• [SELECTED PASSAGE]
※

In creating an atmosphere in which people feel welcome, safe and accepted, we hope that people will do the same for others. Our hope is to see children and young people in healthy, supportive relationships. We ultimately want to affirm the Christian message that we are all loved, and can love others.
It is also important to us to celebrate life. We seek to create opportunities to have fun. Life is full of pressures, so we aim to be a place where children and young people can play and enjoy themselves, free from the anxieties and stresses of the world around them. We ultimately want to affirm the Christian message that life is good, and that there is hope for each of us.
Though humility is a word that has gone out of fashion, it is very important to us at the YMCA. Humility doesn't mean putting yourself down, or being a push-over. It is simply an awareness that we don't know everything. I need to listen to others, and I need to help others, because they are just as worthwhile as I am. We ultimately want to affirm the Christian message to put others before ourselves.

※

• [AVAILABLE DATA]
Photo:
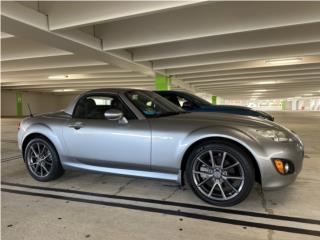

※

• [DIRECTION]
Carry on the passage about the YMCA's values, picking up after its final sentence.

• [EXERCISE RESULT]
We use three tools to develop these capacities in people; working together, self-development, and prayer.
We try to create a space in which children and young people feel like they are a part of something positive. A part of this is simply developing their relationships with their peers; making friends. But it also means encouraging them, that together; they can make a positive contribution to the world, whether it's at home, school, in their neighbourhood, or in the wider world! Jesus created communities, especially focusing on bringing in the people who were alienated or marginalised, and then instructed the communities around him to continue his mission after he was gone.
We also want to encourage children and young people to develop their skills and passions. This could mean any number of things, from literacy and numeracy courses, to guitar lessons, to anger management. Love accepts people exactly as they are, without asking them to change, but it also shows people the best in themselves, and encourages them to be that person. Jesus said he wanted us to live life ‘in all its fullness'.
Prayer does not need to mean closing your eyes, bowing your head, and saying "Dear God...". What we mean by prayer is encouraging young people to express themselves; their joys and pains alike, through words, or art, or music. Prayer does not need to look very religious - it is just the out-working of the hope that if we are honest about ourselves, we might find something real that was there all along. Jesus taught people around him to express themselves in prayer - encouraging them to ask God for the things that they really wanted, and to be honest with him in their struggles.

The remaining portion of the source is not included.